::: Provided passage
Wednesday, March 4, 2009

Genie

After your class has written the in-class essay, please read Chapters 1, 2, 4 and 5 of Genie. I apologize for the disturbing content, but the material is essential for our future discussion of Language. Once you have read these chapters, please answer the following questions and post them to your blog. The answers are due March 4.

1. What was Psamtik's experiment? What did he hope to learn? Did he?
Psamtik's experiment was to take 2 babies from their mothers at birth and place them in the isolation of a hut of a shepherd who would raise them without speaking to them, and then see what language the babies naturally began to speak, the "language of the world". This way Psamtik hoped to learn what the original language of the world was, but he didn't find out because the experiment didn't really work; the babies only said "bekos" which means bread in Phrygian, but all the other scientists since then brought out the problems with this experiment and its results, so clearly Psamtik did not truely find what he was looking for.

2. Rymer claims on pg. 5 that "while his experiment was flawed in fulfilling its declared intention...it embodied both the theological questions and the practical quandaries that still bedevil the discipline." Where did Abel hint at this same concept?
In his chapter and about naming, reference, and meaning, Abel talks about the need for science and metaphysics to make linguistic meaning... But I'm not sure what the connection is or if this is the right one :( I don't really get this question...

3. Why do Linguistics and Astronomy "constitute an unlikely sisterhood"?
Rymer explains that "they are both often constrained to be more observational than experimental-astronomy because its subjects are too distant to be experimented on, linguistics because its subjects are too human." (5-6) In other words, the sciences are similar in that it is hard to experiment and thus test theories on their subjects.
::::::
::: Record excerpts
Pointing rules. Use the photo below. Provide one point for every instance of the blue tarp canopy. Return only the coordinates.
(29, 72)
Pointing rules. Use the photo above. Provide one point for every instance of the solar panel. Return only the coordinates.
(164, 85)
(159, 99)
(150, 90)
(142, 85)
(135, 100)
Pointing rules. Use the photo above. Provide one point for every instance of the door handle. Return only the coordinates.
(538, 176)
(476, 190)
::::::
::: Record excerpts
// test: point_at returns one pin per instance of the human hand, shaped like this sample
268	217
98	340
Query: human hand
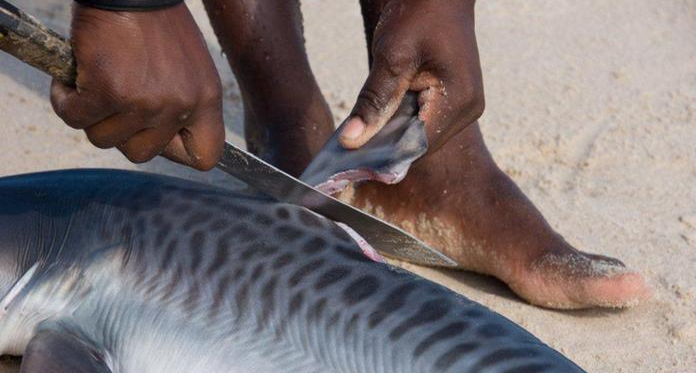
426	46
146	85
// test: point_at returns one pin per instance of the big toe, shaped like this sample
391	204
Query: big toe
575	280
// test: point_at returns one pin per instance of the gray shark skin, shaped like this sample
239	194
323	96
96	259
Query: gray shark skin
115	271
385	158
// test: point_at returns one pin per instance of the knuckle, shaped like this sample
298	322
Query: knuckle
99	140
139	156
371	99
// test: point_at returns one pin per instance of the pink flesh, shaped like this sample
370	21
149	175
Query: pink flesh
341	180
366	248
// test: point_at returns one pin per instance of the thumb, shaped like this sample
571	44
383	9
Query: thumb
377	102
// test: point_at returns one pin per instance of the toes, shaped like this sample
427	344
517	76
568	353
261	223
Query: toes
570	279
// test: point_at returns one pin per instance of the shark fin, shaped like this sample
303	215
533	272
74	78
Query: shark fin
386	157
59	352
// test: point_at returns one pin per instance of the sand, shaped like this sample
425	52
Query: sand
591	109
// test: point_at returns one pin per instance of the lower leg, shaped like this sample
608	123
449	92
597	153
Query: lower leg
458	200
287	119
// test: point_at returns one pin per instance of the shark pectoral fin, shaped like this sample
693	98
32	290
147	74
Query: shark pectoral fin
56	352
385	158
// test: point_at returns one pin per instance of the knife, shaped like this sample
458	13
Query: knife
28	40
::::::
::: Record excerpts
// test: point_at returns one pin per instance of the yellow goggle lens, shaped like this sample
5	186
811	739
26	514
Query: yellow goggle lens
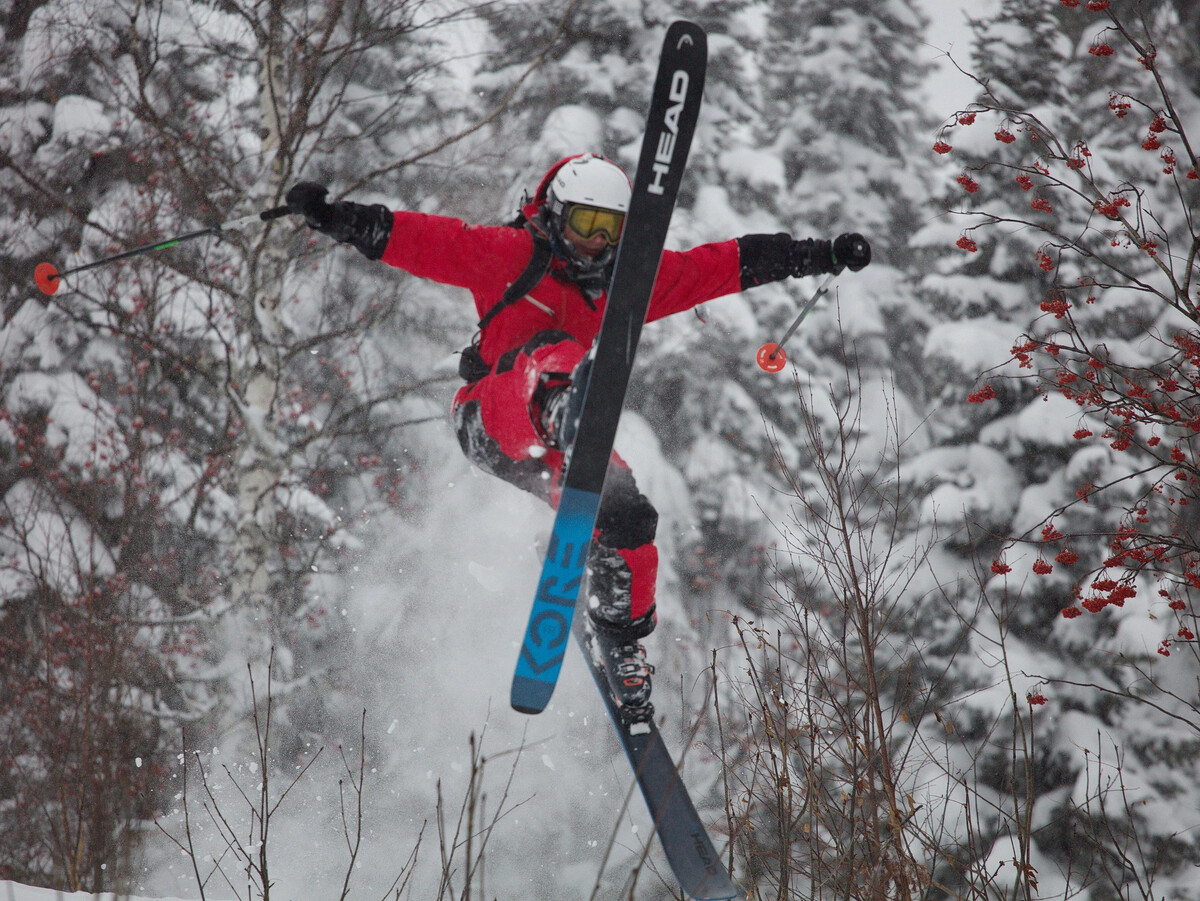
::::::
◆ **Activity 1**
Answer these from the Genie post:
(a) Which chapters of Genie are to be read?
(b) What word did the babies in Psamtik's experiment say, and what does it mean in Phrygian?
(c) According to Rymer, why is astronomy constrained to be observational?
◆ **Activity 2**
Rewrite the part of the Genie post that opens with the words "In his chapter" and closes with "get this question...", swapping "metaphysics" for "philosophy".

◆ **Answer 1**
(a) Chapters 1, 2, 4 and 5.
(b) "Bekos," which means bread in Phrygian.
(c) Its subjects are too distant to be experimented on.

◆ **Answer 2**
In his chapter and about naming, reference, and meaning, Abel talks about the need for science and philosophy to make linguistic meaning... But I'm not sure what the connection is or if this is the right one :( I don't really get this question...